DOCUMENT SEGMENT:

◆ ◆ ◆ ◆ ◆

BOSTON — Patients with hepatitis C infection cirrhosis treated with oral direct-acting antiviral agents were not at increased risk for developing hepatocellular carcinoma, according to study findings presented here.
“However, a subset of patients may go on to develop an aggressive tumor during or directly following treatment,” Alfredo Alberti, MD, from the University of Padova in Italy, said during a press briefing. “This suggests that the immunological and molecular changes in the liver microenvironment could support the growth and spread of microscopic, and initially invisible, HCC. Further studies are needed to clarify these issues and identify predictive markers. … Meanwhile, patients treated with direct-acting antiviral agents with advanced liver disease should continue to be closely monitored for HCC.”
Recent conflicting data suggest a possible association between HCC risk and antiviral therapy, with some reports suggesting a significant recurrence of HCC or de novo incidence during or after DAA therapy, according to Alberti.
For this reason, the researchers sought to assess the incidence of HCC in patients with HCV and advanced liver disease who underwent DAA therapy and did not have previous HCC. Patients with fibrosis F3 or cirrhosis (n = 3,381) were prospectively enrolled between January 2015 and June 2016. They were assessed for the timing and pattern of HCC diagnosis and the factors associated with tumor occurrence.

◆ ◆ ◆ ◆ ◆

Referring expression data
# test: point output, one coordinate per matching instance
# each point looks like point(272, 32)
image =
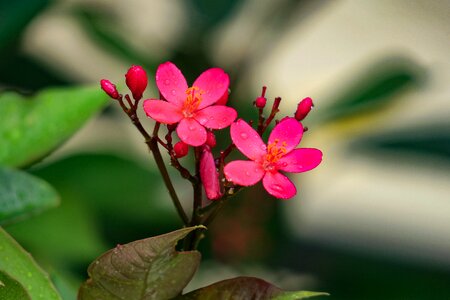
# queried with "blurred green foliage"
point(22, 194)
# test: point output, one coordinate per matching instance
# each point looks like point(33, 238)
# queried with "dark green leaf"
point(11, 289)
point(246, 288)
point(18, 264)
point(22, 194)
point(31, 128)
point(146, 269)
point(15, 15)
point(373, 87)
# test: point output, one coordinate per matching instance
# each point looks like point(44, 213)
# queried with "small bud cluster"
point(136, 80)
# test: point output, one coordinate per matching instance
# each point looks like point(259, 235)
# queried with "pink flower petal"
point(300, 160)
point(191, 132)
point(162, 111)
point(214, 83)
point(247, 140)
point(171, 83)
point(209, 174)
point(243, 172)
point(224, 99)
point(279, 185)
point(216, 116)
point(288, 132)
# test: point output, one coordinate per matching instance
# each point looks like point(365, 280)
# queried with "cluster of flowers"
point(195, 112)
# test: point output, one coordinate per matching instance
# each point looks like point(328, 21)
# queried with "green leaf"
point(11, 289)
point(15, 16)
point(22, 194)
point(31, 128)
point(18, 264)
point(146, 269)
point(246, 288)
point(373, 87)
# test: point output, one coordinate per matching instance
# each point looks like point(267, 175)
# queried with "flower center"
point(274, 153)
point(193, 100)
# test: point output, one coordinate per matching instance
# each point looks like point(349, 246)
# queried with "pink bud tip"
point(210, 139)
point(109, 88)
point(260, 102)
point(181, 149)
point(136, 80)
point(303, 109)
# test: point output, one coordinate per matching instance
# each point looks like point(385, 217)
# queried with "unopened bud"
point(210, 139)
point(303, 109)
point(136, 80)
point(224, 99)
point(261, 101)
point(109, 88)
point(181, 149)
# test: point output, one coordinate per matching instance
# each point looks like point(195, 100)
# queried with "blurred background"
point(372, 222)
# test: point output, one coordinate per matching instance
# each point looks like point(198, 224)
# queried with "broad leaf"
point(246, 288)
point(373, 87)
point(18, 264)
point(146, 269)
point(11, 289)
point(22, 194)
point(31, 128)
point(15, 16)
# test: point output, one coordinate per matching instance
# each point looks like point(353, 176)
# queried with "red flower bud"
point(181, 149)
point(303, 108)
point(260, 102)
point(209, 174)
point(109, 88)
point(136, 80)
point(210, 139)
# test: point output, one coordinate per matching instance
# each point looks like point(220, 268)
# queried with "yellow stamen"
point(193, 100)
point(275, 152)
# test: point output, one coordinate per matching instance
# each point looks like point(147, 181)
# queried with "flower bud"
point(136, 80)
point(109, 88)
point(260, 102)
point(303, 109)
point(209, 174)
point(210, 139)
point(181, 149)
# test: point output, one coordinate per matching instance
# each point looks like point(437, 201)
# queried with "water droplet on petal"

◆ ◆ ◆ ◆ ◆

Can you reproduce the article on hepatitis C treatment and liver cancer risk word for word, from start to finish? The data has no connection to the article on hepatitis C treatment and liver cancer risk.

TASK RESULT:
BOSTON — Patients with hepatitis C infection cirrhosis treated with oral direct-acting antiviral agents were not at increased risk for developing hepatocellular carcinoma, according to study findings presented here.
“However, a subset of patients may go on to develop an aggressive tumor during or directly following treatment,” Alfredo Alberti, MD, from the University of Padova in Italy, said during a press briefing. “This suggests that the immunological and molecular changes in the liver microenvironment could support the growth and spread of microscopic, and initially invisible, HCC. Further studies are needed to clarify these issues and identify predictive markers. … Meanwhile, patients treated with direct-acting antiviral agents with advanced liver disease should continue to be closely monitored for HCC.”
Recent conflicting data suggest a possible association between HCC risk and antiviral therapy, with some reports suggesting a significant recurrence of HCC or de novo incidence during or after DAA therapy, according to Alberti.
For this reason, the researchers sought to assess the incidence of HCC in patients with HCV and advanced liver disease who underwent DAA therapy and did not have previous HCC. Patients with fibrosis F3 or cirrhosis (n = 3,381) were prospectively enrolled between January 2015 and June 2016. They were assessed for the timing and pattern of HCC diagnosis and the factors associated with tumor occurrence.